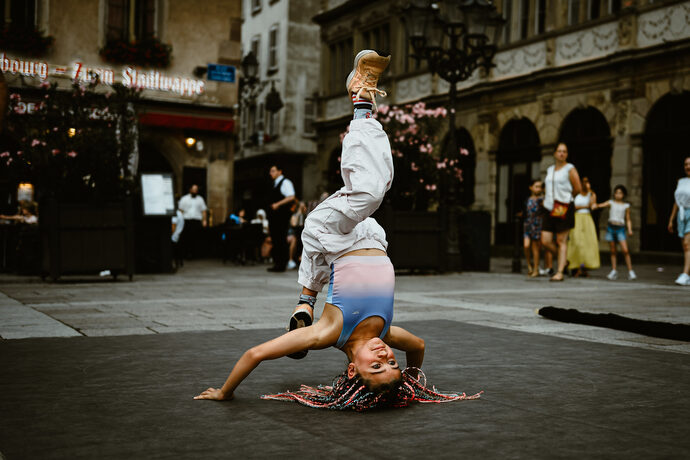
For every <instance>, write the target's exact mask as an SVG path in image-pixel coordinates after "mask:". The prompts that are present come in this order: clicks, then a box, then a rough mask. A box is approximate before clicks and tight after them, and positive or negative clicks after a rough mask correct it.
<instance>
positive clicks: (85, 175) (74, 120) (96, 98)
mask: <svg viewBox="0 0 690 460" xmlns="http://www.w3.org/2000/svg"><path fill="white" fill-rule="evenodd" d="M97 85H98V83H97V82H93V83H91V84H90V85H89V86H83V85H79V84H77V83H75V84H74V85H73V87H72V90H71V91H64V90H62V91H59V90H58V88H57V86H56V85H54V84H52V85H51V84H49V83H47V82H43V83H41V84H40V85H37V87H36V90H35V92H33V93H27V94H29V95H28V96H23V95H20V94H19V93H12V94H10V96H9V111H8V117H7V132H6V134H5V136H4V138H3V139H2V146H0V151H1V153H0V173H1V174H2V176H3V177H6V178H8V179H10V180H11V181H14V182H31V183H33V184H34V186H35V187H36V190H37V192H38V194H39V198H43V197H47V196H54V197H56V198H58V199H61V200H65V201H73V202H74V201H77V202H83V201H89V200H92V199H97V200H112V199H118V198H119V197H120V196H122V194H123V193H124V192H125V188H126V187H128V186H129V185H131V184H127V183H126V181H125V180H123V179H124V178H123V171H124V170H125V167H126V161H127V155H128V153H129V151H131V145H129V144H131V142H132V140H131V139H124V141H123V139H122V138H121V139H120V142H119V143H118V137H117V132H116V129H117V125H118V121H117V120H118V117H116V116H114V115H113V112H115V113H124V111H123V109H124V106H125V104H126V97H124V96H123V97H110V96H109V97H104V95H103V94H102V93H99V92H96V86H97ZM116 91H117V92H120V93H122V92H123V90H121V89H117V90H116ZM123 94H124V93H123ZM132 121H133V120H128V122H130V123H131V122H132ZM123 131H124V130H123ZM128 143H129V144H128Z"/></svg>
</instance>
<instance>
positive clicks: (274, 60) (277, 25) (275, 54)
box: [268, 24, 278, 70]
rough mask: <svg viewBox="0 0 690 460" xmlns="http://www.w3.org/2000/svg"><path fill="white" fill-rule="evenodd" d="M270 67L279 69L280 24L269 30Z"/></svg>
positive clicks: (269, 68) (268, 57)
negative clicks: (279, 28) (278, 51)
mask: <svg viewBox="0 0 690 460" xmlns="http://www.w3.org/2000/svg"><path fill="white" fill-rule="evenodd" d="M268 69H269V70H278V24H276V25H273V26H271V29H270V30H269V31H268Z"/></svg>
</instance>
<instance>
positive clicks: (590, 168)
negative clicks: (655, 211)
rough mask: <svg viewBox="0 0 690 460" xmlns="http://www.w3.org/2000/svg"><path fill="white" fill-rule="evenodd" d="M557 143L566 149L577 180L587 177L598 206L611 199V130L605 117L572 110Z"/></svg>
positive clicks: (565, 118)
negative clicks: (581, 178) (581, 177)
mask: <svg viewBox="0 0 690 460" xmlns="http://www.w3.org/2000/svg"><path fill="white" fill-rule="evenodd" d="M559 142H565V144H566V145H567V146H568V162H570V163H572V164H574V165H575V167H576V168H577V172H578V174H579V175H580V177H588V178H589V182H590V184H591V185H592V190H594V193H596V194H597V200H599V202H601V201H604V200H606V199H608V198H609V197H610V196H611V155H612V154H613V144H612V138H611V130H610V129H609V124H608V122H607V121H606V118H605V117H604V115H603V114H602V113H601V112H599V111H598V110H597V109H595V108H594V107H587V108H584V109H575V110H573V111H572V112H570V113H569V114H568V116H567V117H565V120H563V124H562V125H561V135H560V137H559Z"/></svg>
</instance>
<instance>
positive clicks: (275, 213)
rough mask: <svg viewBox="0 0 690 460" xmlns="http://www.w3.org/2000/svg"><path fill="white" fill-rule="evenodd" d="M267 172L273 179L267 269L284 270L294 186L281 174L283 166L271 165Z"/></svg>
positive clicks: (293, 196)
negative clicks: (268, 169)
mask: <svg viewBox="0 0 690 460" xmlns="http://www.w3.org/2000/svg"><path fill="white" fill-rule="evenodd" d="M269 174H270V176H271V179H273V188H272V190H271V194H270V206H269V211H268V221H269V222H270V227H269V229H270V232H271V241H272V242H273V250H272V254H273V266H272V267H269V268H268V271H269V272H284V271H285V266H286V265H287V262H288V243H287V231H288V228H289V227H290V216H291V215H292V206H293V205H294V202H295V187H294V185H292V182H291V181H290V179H288V178H287V177H285V176H283V168H282V167H281V166H280V165H279V164H274V165H273V166H271V169H270V171H269Z"/></svg>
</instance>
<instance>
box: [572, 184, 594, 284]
mask: <svg viewBox="0 0 690 460" xmlns="http://www.w3.org/2000/svg"><path fill="white" fill-rule="evenodd" d="M596 202H597V196H596V194H595V193H594V191H593V190H592V188H591V186H590V183H589V178H587V177H583V178H582V190H581V191H580V193H578V194H577V196H576V197H575V200H574V201H573V205H574V206H575V227H574V228H573V230H572V231H571V232H570V239H569V240H568V262H569V263H570V265H569V267H568V268H569V269H570V270H577V271H576V272H575V276H583V277H586V276H587V270H594V269H597V268H599V267H600V266H601V262H600V260H599V241H598V240H597V230H596V228H595V227H594V220H593V219H592V213H591V209H592V207H593V206H594V205H595V204H596Z"/></svg>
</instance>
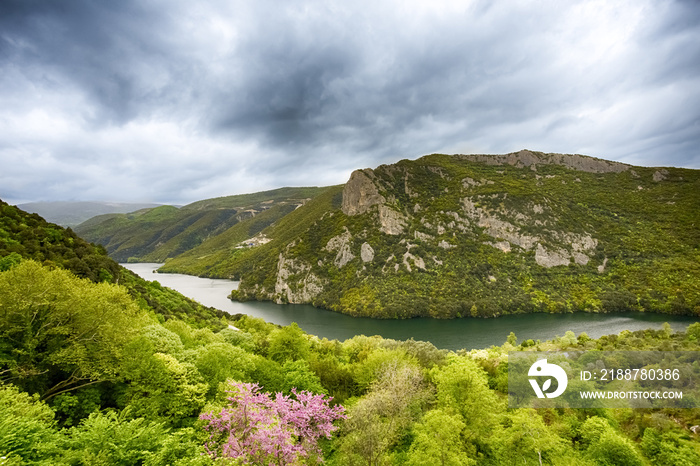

## Your objective
Return only the part of the records above that opens with the line containing "negative clicks: (655, 211)" and closes with the line containing "positive clicks: (275, 213)", ends included.

## Task answer
negative clicks: (655, 211)
rough mask: <svg viewBox="0 0 690 460" xmlns="http://www.w3.org/2000/svg"><path fill="white" fill-rule="evenodd" d="M557 143L566 149L577 180L587 177L598 206L611 199V130L605 117L572 110Z"/></svg>
positive clicks: (565, 118)
negative clicks: (581, 178) (581, 177)
mask: <svg viewBox="0 0 690 460" xmlns="http://www.w3.org/2000/svg"><path fill="white" fill-rule="evenodd" d="M559 142H565V144H566V145H567V146H568V162H570V163H572V164H574V165H575V167H576V168H577V172H578V174H579V175H580V177H588V178H589V182H590V184H591V185H592V190H594V193H596V194H597V200H599V202H601V201H604V200H606V199H608V198H609V197H610V196H611V155H612V154H613V144H612V138H611V130H610V129H609V124H608V122H607V121H606V118H605V117H604V115H603V114H602V113H601V112H599V111H598V110H597V109H595V108H594V107H587V108H584V109H575V110H573V111H572V112H570V113H569V114H568V116H567V117H565V120H563V124H562V125H561V135H560V137H559Z"/></svg>
</instance>
<instance>
positive clicks: (275, 213)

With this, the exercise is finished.